= Assigned task =
In the excerpt below, where did Hamming go after his years at Bell Labs?
Excerpt START
Hamming: First let me respond to Alan Chynoweth about computing. I had computing in research and for 10 years I kept telling my management, ``Get that !&@#% machine out of research. We are being forced to run problems all the time. We can't do research because were too busy operating and running the computing machines.'' Finally the message got through. They were going to move computing out of research to someplace else. I was persona non grata to say the least and I was surprised that people didn't kick my shins because everybody was having their toy taken away from them. I went in to Ed David's office and said, ``Look Ed, you've got to give your researchers a machine. If you give them a great big machine, we'll be back in the same trouble we were before, so busy keeping it going we can't think. Give them the smallest machine you can because they are very able people. They will learn how to do things on a small machine instead of mass computing.'' As far as I'm concerned, that's how UNIX arose. We gave them a moderately small machine and they decided to make it do great things. They had to come up with a system to do it on. It is called UNIX!

A. G. Chynoweth: I just have to pick up on that one. In our present environment, Dick, while we wrestle with some of the red tape attributed to, or required by, the regulators, there is one quote that one exasperated AVP came up with and I've used it over and over again. He growled that, ``UNIX was never a deliverable!''

Question: What about personal stress? Does that seem to make a difference?

Hamming: Yes, it does. If you don't get emotionally involved, it doesn't. I had incipient ulcers most of the years that I was at Bell Labs. I have since gone off to the Naval Postgraduate School and laid back somewhat, and now my health is much better. But if you want to be a great scientist you're going to have to put up with stress. You can lead a nice life; you can be a nice guy or you can be a great scientist. But nice guys end last, is what Leo Durocher said. If you want to lead a nice happy life with a lot of recreation and everything else, you'll lead a nice life.

Question: The remarks about having courage, no one could argue with; but those of us who have gray hairs or who are well established don't have to worry too much. But what I sense among the young people these days is a real concern over the risk taking in a highly competitive environment. Do you have any words of wisdom on this?
Excerpt END
Record set START
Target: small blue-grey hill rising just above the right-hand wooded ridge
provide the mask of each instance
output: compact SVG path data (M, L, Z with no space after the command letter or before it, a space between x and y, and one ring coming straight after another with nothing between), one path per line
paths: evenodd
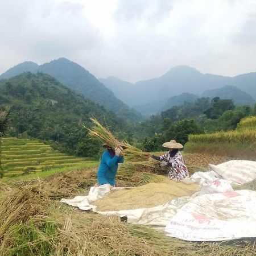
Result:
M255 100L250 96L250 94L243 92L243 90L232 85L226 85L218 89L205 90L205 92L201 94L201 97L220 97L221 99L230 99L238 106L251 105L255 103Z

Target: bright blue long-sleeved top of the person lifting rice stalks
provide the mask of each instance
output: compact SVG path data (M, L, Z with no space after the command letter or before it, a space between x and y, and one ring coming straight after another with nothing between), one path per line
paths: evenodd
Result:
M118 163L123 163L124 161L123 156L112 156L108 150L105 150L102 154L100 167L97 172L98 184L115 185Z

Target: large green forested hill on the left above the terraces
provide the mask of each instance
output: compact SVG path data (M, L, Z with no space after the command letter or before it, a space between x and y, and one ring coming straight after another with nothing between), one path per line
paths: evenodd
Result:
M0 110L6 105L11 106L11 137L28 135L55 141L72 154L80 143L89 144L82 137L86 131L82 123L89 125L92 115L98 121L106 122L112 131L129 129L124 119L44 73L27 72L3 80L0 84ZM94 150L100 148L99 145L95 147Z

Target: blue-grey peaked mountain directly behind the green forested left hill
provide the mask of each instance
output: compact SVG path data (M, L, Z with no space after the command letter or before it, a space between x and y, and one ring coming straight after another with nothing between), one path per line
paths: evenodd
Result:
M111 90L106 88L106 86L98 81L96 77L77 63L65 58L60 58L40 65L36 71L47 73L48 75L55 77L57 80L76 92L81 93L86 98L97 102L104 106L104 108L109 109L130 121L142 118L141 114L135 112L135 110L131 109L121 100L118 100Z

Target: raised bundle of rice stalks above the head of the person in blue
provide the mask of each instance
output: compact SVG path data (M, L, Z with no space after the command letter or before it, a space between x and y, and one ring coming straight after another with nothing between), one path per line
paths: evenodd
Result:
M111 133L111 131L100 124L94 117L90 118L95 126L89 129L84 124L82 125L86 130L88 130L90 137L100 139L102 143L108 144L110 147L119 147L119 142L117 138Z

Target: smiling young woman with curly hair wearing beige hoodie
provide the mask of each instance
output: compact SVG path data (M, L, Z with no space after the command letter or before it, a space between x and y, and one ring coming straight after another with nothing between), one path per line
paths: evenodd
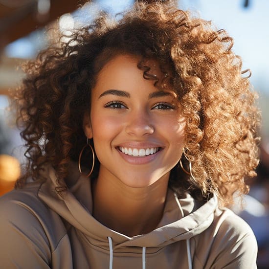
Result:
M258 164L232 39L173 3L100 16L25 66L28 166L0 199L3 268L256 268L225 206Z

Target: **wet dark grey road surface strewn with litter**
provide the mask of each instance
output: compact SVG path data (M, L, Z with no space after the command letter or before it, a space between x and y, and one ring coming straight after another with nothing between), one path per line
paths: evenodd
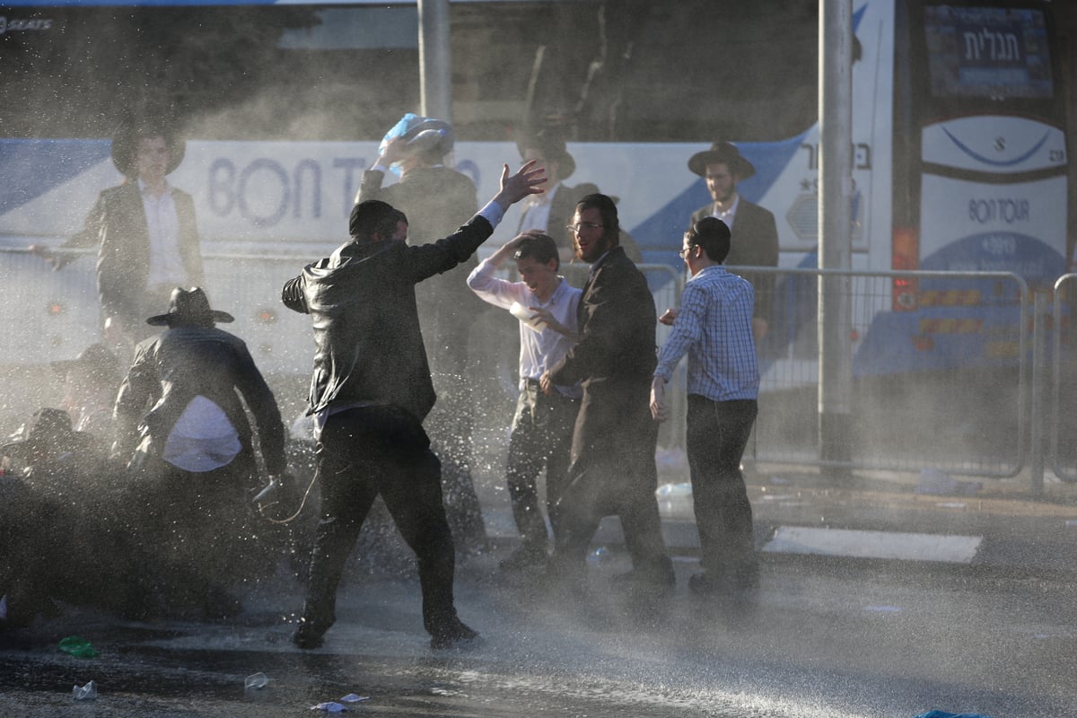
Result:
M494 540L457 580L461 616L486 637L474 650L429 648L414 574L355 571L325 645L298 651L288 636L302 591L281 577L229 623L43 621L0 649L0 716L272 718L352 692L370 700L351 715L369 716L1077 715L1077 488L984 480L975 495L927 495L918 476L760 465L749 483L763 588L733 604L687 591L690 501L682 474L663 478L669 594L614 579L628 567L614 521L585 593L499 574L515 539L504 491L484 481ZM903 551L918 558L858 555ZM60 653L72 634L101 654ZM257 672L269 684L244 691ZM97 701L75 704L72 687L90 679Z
Record set END
= The completed task =
The Naval Postgraduate School.